Task instructions:
Every record is to be transcribed exactly as written.

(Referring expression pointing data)
Content starts

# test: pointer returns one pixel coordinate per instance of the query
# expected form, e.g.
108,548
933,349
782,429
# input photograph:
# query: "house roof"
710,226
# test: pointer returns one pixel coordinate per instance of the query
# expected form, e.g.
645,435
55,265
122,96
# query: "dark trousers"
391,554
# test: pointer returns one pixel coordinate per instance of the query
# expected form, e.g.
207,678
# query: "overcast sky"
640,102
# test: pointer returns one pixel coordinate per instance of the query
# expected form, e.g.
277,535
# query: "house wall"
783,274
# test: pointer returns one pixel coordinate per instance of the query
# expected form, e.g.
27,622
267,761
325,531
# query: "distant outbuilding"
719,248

Content ends

Problem solution:
# test: pointer returns one pixel coordinate per instance of the query
# expected form, e.g.
108,548
933,349
782,429
# input photograph:
# query: "house roof"
710,226
# test: pointer returns one pixel coordinate per instance of the query
# expected form, e.g.
645,435
55,265
122,96
# query: "dark trousers"
391,554
# test: pointer returns one pixel coordinate per instance of the query
# expected form, e.g.
207,678
# query: "overcast sky"
640,102
# test: pointer returns one pixel coordinate per instance of the query
# expected form, e.g.
277,535
# query: "house wall"
783,274
# test: pointer returns one pixel coordinate per instance of the query
# expected form, e.g.
27,622
267,761
325,531
# query: "distant outbuilding"
719,248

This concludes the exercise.